GOAL -
Rewrite the items, starting at the first line and ending at the line containing "95,77 -> 101,97", as a Markdown table with a Row column numbering each line and a Content column holding the line itself. Leave out blank lines.

──────── RECORDS TO USE ────────

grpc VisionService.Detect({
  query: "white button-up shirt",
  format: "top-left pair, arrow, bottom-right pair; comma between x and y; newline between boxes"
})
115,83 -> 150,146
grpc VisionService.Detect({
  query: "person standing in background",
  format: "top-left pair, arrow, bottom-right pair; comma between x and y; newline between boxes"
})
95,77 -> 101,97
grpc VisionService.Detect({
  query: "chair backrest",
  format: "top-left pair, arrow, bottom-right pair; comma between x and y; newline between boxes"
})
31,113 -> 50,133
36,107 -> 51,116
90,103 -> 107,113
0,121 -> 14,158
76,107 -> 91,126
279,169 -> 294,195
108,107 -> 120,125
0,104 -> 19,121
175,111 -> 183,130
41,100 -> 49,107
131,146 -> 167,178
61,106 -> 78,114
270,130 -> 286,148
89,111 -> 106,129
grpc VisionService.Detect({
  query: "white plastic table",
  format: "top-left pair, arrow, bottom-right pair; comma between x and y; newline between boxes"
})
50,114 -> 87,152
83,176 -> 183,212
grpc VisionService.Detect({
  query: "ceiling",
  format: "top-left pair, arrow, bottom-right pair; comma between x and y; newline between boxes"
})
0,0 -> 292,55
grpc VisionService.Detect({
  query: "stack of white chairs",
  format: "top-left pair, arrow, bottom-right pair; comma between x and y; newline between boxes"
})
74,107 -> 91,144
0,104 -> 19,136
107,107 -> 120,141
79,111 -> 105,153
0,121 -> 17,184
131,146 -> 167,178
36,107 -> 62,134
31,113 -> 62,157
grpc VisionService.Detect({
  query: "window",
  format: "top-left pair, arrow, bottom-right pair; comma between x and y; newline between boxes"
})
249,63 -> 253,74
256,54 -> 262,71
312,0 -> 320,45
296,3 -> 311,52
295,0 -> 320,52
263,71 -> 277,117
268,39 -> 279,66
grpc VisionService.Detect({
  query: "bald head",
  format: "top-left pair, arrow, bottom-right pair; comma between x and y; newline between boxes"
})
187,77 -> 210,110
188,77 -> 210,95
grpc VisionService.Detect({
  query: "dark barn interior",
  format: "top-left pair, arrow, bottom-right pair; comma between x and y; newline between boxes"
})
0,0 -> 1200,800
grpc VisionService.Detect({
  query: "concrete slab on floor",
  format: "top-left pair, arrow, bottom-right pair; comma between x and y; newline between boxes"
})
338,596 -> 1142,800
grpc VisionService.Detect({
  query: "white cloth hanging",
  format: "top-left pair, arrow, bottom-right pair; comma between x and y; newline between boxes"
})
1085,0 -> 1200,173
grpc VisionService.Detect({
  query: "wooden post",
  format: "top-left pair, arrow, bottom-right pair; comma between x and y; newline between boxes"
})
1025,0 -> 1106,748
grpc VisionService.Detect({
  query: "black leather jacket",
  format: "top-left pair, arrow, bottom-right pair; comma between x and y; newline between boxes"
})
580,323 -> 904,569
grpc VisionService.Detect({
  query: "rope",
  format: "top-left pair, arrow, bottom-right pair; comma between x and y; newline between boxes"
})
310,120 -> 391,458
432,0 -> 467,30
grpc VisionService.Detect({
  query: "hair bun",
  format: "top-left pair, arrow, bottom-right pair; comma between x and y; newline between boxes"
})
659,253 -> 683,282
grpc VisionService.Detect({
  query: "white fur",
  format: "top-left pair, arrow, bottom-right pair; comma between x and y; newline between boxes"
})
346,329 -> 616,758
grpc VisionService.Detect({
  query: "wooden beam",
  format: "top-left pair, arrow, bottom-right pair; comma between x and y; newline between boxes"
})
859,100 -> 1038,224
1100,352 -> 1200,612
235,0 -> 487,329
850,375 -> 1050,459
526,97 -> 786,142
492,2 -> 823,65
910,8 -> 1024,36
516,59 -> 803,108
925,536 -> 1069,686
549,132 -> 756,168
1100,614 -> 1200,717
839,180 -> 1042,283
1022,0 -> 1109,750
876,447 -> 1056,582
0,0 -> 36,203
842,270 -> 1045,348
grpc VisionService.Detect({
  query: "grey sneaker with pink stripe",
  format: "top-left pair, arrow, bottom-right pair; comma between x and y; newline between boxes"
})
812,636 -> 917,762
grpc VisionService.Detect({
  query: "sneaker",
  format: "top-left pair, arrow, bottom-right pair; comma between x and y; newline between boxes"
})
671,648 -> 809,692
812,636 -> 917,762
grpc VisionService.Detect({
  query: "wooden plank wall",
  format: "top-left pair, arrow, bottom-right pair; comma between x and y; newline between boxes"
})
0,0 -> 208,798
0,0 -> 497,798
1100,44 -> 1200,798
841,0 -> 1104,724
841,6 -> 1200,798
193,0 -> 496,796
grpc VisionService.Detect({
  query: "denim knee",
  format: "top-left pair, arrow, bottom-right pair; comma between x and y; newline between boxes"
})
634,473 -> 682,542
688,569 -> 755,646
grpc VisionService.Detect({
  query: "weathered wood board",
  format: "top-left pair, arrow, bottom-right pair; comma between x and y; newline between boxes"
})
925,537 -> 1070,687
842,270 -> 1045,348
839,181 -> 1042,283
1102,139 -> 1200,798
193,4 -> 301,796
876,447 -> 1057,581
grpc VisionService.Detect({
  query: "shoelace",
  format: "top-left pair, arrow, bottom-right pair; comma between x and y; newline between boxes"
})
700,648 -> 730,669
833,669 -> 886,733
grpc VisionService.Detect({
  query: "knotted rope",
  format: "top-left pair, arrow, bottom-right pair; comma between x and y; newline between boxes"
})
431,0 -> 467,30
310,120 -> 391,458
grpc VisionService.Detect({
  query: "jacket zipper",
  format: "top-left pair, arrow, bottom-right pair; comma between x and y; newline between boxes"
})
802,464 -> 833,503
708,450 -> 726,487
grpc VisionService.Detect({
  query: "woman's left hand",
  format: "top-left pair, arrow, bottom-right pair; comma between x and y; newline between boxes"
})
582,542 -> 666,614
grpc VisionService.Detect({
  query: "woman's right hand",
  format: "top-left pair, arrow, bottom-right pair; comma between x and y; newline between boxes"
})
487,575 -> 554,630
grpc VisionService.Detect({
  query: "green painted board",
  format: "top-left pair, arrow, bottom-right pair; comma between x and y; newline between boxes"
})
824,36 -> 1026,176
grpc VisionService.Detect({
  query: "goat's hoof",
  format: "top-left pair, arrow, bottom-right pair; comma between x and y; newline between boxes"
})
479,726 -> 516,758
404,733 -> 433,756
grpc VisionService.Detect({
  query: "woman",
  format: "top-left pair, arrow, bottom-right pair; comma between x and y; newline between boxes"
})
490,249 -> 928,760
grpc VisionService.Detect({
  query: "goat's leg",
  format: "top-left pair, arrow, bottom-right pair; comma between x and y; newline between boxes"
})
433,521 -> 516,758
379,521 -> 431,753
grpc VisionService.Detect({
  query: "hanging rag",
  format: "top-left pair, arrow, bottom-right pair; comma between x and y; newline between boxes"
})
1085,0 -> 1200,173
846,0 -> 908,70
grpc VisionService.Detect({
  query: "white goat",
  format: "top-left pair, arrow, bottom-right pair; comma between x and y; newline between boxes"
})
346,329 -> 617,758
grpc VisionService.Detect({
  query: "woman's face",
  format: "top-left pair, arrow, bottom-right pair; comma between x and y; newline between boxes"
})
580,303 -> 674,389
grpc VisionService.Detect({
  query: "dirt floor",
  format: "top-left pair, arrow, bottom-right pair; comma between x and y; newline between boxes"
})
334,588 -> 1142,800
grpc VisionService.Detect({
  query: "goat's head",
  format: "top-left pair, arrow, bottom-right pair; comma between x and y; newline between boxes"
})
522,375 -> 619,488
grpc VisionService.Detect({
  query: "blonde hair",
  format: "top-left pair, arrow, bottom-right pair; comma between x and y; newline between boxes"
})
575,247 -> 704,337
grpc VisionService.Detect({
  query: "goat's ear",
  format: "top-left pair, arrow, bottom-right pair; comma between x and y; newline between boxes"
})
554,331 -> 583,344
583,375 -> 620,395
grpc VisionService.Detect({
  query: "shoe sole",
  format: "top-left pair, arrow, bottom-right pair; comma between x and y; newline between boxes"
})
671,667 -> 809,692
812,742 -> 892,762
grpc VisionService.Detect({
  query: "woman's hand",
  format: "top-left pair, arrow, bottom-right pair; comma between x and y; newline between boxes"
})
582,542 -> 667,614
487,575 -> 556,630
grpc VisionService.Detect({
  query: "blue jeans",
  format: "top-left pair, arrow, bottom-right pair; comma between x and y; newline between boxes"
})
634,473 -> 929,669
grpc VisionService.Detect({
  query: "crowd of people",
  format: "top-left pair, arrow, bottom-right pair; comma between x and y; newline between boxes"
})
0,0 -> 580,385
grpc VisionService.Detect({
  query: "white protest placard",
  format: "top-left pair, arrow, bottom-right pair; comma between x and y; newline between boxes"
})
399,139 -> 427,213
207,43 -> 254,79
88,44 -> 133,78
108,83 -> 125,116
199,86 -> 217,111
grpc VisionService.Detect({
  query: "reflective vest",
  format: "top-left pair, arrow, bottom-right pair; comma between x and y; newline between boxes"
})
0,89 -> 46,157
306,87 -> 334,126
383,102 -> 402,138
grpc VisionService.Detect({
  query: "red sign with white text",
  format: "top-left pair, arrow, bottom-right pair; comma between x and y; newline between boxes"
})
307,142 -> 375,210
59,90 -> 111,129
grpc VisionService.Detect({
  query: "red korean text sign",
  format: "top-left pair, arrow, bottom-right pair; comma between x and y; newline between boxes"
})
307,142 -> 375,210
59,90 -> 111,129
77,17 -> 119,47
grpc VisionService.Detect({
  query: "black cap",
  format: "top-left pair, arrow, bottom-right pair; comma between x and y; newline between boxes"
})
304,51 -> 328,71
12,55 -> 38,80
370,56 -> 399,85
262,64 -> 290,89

────────

WRITTEN RESPONSE -
| Row | Content |
|---|---|
| 1 | grpc VisionService.Detect({ |
| 2 |   query: "white button-up shirt", |
| 3 |   format: "top-left pair, arrow, bottom-right pair; comma between x and y; newline between boxes" |
| 4 | }) |
| 5 | 115,83 -> 150,146 |
| 6 | grpc VisionService.Detect({ |
| 7 |   query: "person standing in background", |
| 8 |   format: "top-left pair, arrow, bottom-right pair; comma between x and y; newline between boxes" |
| 9 | }) |
| 10 | 95,77 -> 101,97 |